Of course, Stretch came originally with an oil-cooled core memory system.

Jack Worlton of the Los Alamos Scientific Laboratory (LASL) recalls a problem experienced during the acceptance test phase, when there was a transient memory error in the cores. The engineers worked for days to remedy the error but were unable to figure out what was going wrong. They finally hit upon the problem. As Worlton explains it, there was a piece of solder loose in the oil bath, and because the oil was constantly in circulation the solder would move and attach itself onto a core and cause an error. Then it would move and lodge onto a different core and cause an error there.

It was the only error I know of that was corrected in a machine by giving it an oil change, Worlton quips.

In a paper presented at the 1959 Eastern Joint Computer Conference in Boston, Erich Bloch said the objective with Stretch was to achieve an improvement in performance over the 704 by a factor of 100. Bloch, up who heads the corporate technical personnel development staff, said they could see a possible sixfold improvement in memory performance over the 704 and a ten-fold improvement in basic circuit speed. In his paper, he even notes that Simulation of Stretch programs on the 704 proved a performance of 100 times 704 speed in mesh-type calculations. Higher performance figures are achieved where double- or triple-precision calculations are required.

In the question-and-answer period at that '59 confab, Bloch was asked how much of the speed improvement could be credited to the use of faster components and how much to changes in the system organization. He replied: I think one order of magnitude of improvement is due to faster devices and faster circuits. The other order of magnitude of improvement is due to system organisation, multiplexing, and so forth ....

From this paper, too, we learn that 169,100 transistors were to be used in the machine, mounted on two types of circuit boards or cards. There were 18,747 so-called single cards and 4,025 double cards, the latter being twice as large and packing four times the capacity of the former. There were 24 different single card types and 18 different double cards.

But Jack Worlton, who joined the Stretch design team about a year after its formation, recalls that the machine's performance never reached the heights anticipated. The expectation was that it would run faster than it did, he says now. Even up to a few months before delivery, people who had been modeling the Stretch were forecasting that it would run 75 times faster than a 704. In fact, to my knowledge it never ran more than 25 times faster than a 704, he says.

Harwood Kolsky of IBM, who was a physicist at Los Alamos when discussions on the Stretch began with IBM, says the initial projections of a performance 100 times that of a 704 was merely a ball park figure. But as time went on, it became an unrealistic target in the minds of the people involved. This was one of the reasons the machine was later considered not to be successful.

AVAILABLE DATA:
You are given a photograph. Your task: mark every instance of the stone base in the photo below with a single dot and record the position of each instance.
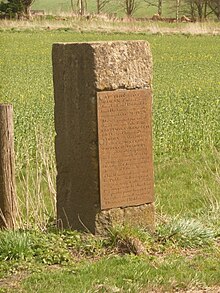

WRITTEN INSTRUCTION: Please carry on the passage about the Stretch computer from where it ends. You can set aside the listing; it has no part in this work.

EXERCISE RESPONSE:
He continues: I should quickly add that it would be very easy to pick a problem that ran on Stretch and transfer it to the 704, where it could take a thousand times longer - because the problem would overflow the memory. The Stretch had more than 100K words of memory, versus something like 32K for the 704.

Worlton explains that Stretch was one of the first machines with a broad performance spectrum. Anyone who took advantage of some of the machine's features could get it to run fast, but if the job were programmed ineptly, the performance improvement might be only five or six times greater than the 704. He says the 704, 7090, and 7094, for example, didn't fluctuate in performance that much. But the Stretch made it possible for programmers to take advantage of its features to gain the speed that was inherent in the machine.

Ed Voorhees, who was assistant to group leader Bengt Carlson of the Los Alamos team, recalls that a performance up time of at least 90% was demanded by the Atomic Energy Commission (ABC), which was to be the first customer for the Stretch. He guesses that in actual fact the up time percentage averaged in the low 90s. Not as good as today's machines, certainly, he says. But there's no doubting where Voorhees' heart is. Like so many of the LASL user community who ran jobs on the Stretch, he thought highly of the machine.

Worlton recalls the sum paid by the AEC as $4.2 million, considerably below the price tag later set on the Stretch. But he said no one paid the list price. Ed Lafferty of the Mitre Corp. in Bedford, Mass., recalls that his organization acquired a new Stretch on a lease-purchase plan. He doesn't remember how long they had it on a lease, but says when the decision was made to buy the machine the final payment was for $6 million, the first and only time he held such sum in his hands.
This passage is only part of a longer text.